■ Texte fourni:
>>>>

La série de 4 concerts est planifiée du mardi 26 au vendredi 29 avril 1994. Ils seront l'ultime répétition avant de prendre la route pour Lille où aura lieu 5 jours plus tard, le 04 mai la première date des 61 concerts de la tournée Rouge.

Il est prévu un set en deux parties. Un premier intime et acoustique et un deuxième électrique faisant la part belle aux nouveaux morceaux.

Jean-Jacques et ses musiciens sont habitués aux séances acoustiques. En février 1993, l'émission "Concert d'un soir" diffusée sur RTL proposait déjà un show acoustique dont la setlist du New Morning s'inspire. Pour des artistes habitués aux grandes salles, retrouver des spectateurs dans des salles plus modestes leur permet de renouer avec leurs premières expériences de scène. Jean-Jacques déclare : "On a retrouvé des sensations à cette occasion-là qui nous ont bien fait plaisir puisqu'on avait un peu oublié le temps où on faisait des clubs, des bals, des choses comme ça."

<<<<

■ Données:
>>>>

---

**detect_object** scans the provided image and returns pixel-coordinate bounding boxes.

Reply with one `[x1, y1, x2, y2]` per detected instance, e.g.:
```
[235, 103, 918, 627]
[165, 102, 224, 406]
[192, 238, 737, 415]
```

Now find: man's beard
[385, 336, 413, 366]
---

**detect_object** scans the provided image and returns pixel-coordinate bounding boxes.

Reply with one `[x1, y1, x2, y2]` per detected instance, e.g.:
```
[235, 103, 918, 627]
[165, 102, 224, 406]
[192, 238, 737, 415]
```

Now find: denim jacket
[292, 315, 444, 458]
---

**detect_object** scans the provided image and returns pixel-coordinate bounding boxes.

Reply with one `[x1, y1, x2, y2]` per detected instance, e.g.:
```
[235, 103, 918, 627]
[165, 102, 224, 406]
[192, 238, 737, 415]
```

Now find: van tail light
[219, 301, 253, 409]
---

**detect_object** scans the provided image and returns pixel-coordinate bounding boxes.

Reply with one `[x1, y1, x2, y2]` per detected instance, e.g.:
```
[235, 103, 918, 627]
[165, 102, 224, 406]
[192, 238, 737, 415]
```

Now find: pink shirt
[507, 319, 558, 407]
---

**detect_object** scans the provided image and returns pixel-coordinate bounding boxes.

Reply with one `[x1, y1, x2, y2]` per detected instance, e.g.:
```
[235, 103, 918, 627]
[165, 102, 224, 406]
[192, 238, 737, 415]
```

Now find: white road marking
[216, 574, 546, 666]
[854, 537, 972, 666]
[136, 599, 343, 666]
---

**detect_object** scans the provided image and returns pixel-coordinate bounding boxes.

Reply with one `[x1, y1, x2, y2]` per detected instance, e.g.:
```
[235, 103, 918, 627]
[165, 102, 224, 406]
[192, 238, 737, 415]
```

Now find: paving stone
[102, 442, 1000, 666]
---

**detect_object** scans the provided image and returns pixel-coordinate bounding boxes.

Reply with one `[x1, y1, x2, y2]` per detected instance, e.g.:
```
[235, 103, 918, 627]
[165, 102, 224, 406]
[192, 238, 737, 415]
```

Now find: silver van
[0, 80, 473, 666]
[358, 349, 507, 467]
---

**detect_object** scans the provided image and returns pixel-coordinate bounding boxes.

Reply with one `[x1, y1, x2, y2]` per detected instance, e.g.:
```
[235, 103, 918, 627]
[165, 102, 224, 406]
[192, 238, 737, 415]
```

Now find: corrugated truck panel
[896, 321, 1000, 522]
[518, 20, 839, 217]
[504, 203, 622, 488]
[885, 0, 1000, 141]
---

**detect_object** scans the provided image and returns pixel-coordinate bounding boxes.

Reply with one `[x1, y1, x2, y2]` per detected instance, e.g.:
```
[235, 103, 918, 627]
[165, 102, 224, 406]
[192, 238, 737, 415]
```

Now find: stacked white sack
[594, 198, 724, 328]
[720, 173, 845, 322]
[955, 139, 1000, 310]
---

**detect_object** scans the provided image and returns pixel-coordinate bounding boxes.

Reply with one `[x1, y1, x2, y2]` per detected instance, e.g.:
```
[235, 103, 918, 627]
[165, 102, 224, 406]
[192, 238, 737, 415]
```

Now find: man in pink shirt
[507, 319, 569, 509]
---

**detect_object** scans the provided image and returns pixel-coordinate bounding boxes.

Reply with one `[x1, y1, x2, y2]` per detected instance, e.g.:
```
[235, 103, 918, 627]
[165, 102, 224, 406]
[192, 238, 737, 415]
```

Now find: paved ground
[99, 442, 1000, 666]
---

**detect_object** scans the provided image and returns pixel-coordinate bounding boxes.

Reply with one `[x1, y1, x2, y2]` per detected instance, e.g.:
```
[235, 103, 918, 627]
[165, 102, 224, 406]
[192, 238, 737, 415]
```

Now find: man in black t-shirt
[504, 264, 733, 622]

<<<<

Traduisez en anglais cette phrase du texte fourni : « Pour des artistes habitués aux grandes salles, retrouver des spectateurs dans des salles plus modestes leur permet de renouer avec leurs premières expériences de scène. »

For artists used to large venues, finding audiences again in smaller venues allows them to reconnect with their first experiences on stage.